He presented the project in a session organized by NASA about some of the projects it funds.
Townsend said information about the distribution and population of deer and their predators is important to governments for setting hunting quotas and conservation policies. But it's also useful to other groups like hunters, farmers, ranchers, wildlife enthusiasts and the tourism industry. And by tracking that information over time, scientists will be able to see how the animals are affected by things like urban and industrial development, as well as climate change.
Less bias, better coverage
Traditionally, he said, wildlife population data has been collected through methods like hunters' reports, roadside surveys or surveys from aircraft.
"But for every different animal species, the data might be collected a different way and might be highly biased in terms of its location and its sampling method," he said.
Cameras, on the other hand, record the same way everywhere, year-round, and once positioned, can record for long periods of time.
Bringing volunteers into the mix allows scientists to cover a lot more ground — including places where scientists wouldn't normally have permission to survey.
"By working with citizen scientists who put out these cameras on their own private property, we're now able to characterize areas that we wouldn't otherwise be able to go into," Townsend said.
He added that volunteers feel they're getting something back too: "People love animals; people want to know what animals are on their property."
Many also want the government to have better information on which to base conservation decisions.
2 ways to help
The local volunteers set up the cameras, each worth about $100, and check them regularly to make sure the batteries are charged. They also take out the memory card periodically, check the photos, remove any that include people, and upload the remaining photos to a website called Snapshot Wisconsin.

DATA SEGMENT:
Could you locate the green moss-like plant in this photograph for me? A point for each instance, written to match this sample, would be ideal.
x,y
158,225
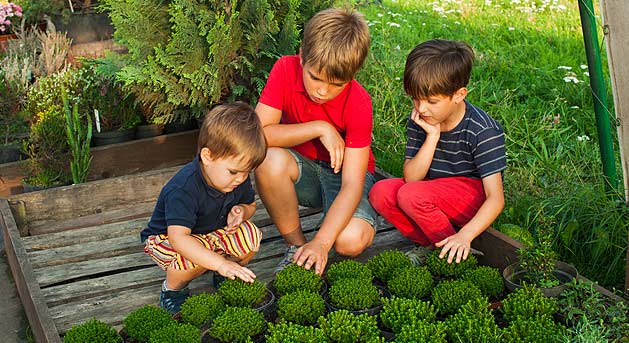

WRITTEN TASKS:
• 1. From the wildlife camera article, list the groups besides governments that the deer and predator information is said to be useful to.
• 2. Go on with the wildlife camera article from where it stops.

EXERCISE RESULTS:
• 1. hunters, farmers, ranchers, wildlife enthusiasts, the tourism industry

• 2.
Then volunteers from all over the world take over, going through the photos to identify the animals in them.
"And it's almost like a game," Townsend said. "It's so much fun. It's really addictive, actually."
The data is then overlaid with satellite data to show what types of vegetation are linked with different wildlife populations.
"The satellite fills in the gaps … We can predict [animal distributions] for places between where all the trailcams are."
Matthew Clark, a professor at Sonoma State University in California, presented a similar NASA-funded project to monitor what kinds of birds live in different parts of nearby Sonoma County.
The project, called Soundscapes to Landscapes, used volunteers to distribute sound recorders around the county that automatically take one-minute recordings every 10 minutes of surrounding bird tweets, chirps, twitters and songs. The researchers used machine learning to train computers to automatically identify the birds in the recordings.
Like Townsend, he plans to combine the citizen science data with satellite data to see what types of vegetation are important to which bird species.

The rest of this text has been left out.